» Exercise requirements
Search the records below for "task" and copy every line it turns up in.

*** Opening of Supplied information ***

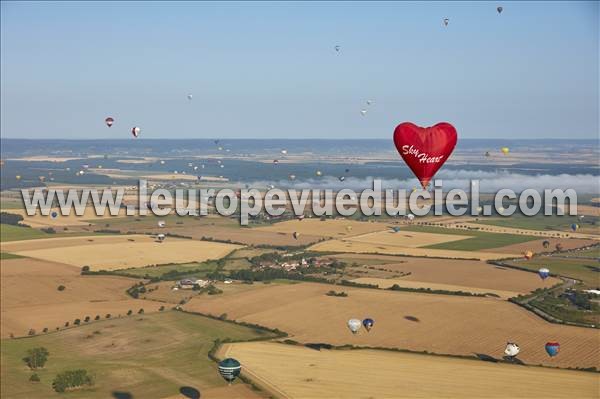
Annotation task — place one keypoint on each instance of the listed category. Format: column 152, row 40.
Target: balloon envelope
column 229, row 369
column 354, row 325
column 425, row 150
column 552, row 348
column 512, row 349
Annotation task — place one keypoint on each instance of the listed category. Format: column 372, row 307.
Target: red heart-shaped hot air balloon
column 425, row 149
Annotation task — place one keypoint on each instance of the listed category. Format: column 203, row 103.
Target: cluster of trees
column 72, row 379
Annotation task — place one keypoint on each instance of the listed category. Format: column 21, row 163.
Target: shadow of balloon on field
column 486, row 358
column 189, row 392
column 121, row 395
column 513, row 360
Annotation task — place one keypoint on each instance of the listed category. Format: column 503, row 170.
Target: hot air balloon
column 229, row 369
column 511, row 350
column 354, row 325
column 552, row 348
column 558, row 247
column 425, row 149
column 574, row 227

*** Close of Supplied information ***

» Exercise result
Annotation task — place one keypoint on each instance of the listed category. Format: column 152, row 40.
Annotation task — place one keypoint on each instance of the listed category. Format: column 372, row 307.
Annotation task — place one keypoint on each instance of the listed category. Format: column 203, row 103.
Annotation task — place one keypoint on each instance of the listed category. Format: column 21, row 163.
Annotation task — place one keypoint on each instance of the listed category. Format: column 503, row 170.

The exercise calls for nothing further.